▶ Exercise description
Reproduce the passage of the cosine algorithm thread starting at "It is fairly" and ending at "in the numerator).", swapping "closeness" for "proximity".
───── Document passage ─────
Cosine algo, was Re: sqrt algo

D

Dik T. Winter

> Precision being a parameter to IEEE(), and "rounding mode" being
> irrelevant, as far as I can tell --- is there any case in which a
> programmer would want a cosine implementation that rounded down, or toward
> positive infinity, or whatever, instead of simply taking the closest
> representable value?

Interval arithmetic.
 
D

Dik T. Winter

> In article
> <[email protected]>,
....
> There would be a remote possibility that a floating point number x is so
> close to (n + 1/2) pi that the absolute value of cos (x) is less than
> DBL_MIN; I am sure that someone has tested this for the IEEE formats
> this is not the case.

[On to some mathematics...]

It is fairly easy to estimate if you know the tools. In the double
representation of (n + 1/2) pi, the order of magnitude of the result is
equal to the order of magnitude of the absolute error in the argument, if
they are close enough.

As a double is actually a rational number, we are asking for the closeness
of a rational number to (n + 1/2) * pi. Or alternatively (using that
a double is numerator/denominator), the closeness of a rational number
to pi (put the value of 2n+1 in the denominator and 2 in the numerator).
───── Dataset content ─────
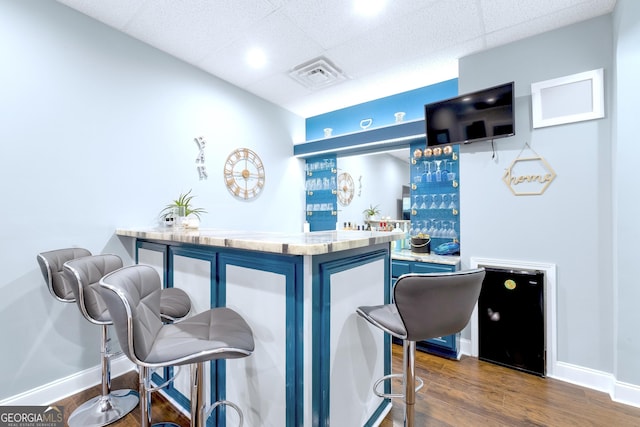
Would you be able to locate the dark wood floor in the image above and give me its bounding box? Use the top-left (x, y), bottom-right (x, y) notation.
top-left (56, 345), bottom-right (640, 427)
─────
▶ Task output
It is fairly easy to estimate if you know the tools. In the double
representation of (n + 1/2) pi, the order of magnitude of the result is
equal to the order of magnitude of the absolute error in the argument, if
they are close enough.

As a double is actually a rational number, we are asking for the proximity
of a rational number to (n + 1/2) * pi. Or alternatively (using that
a double is numerator/denominator), the proximity of a rational number
to pi (put the value of 2n+1 in the denominator and 2 in the numerator).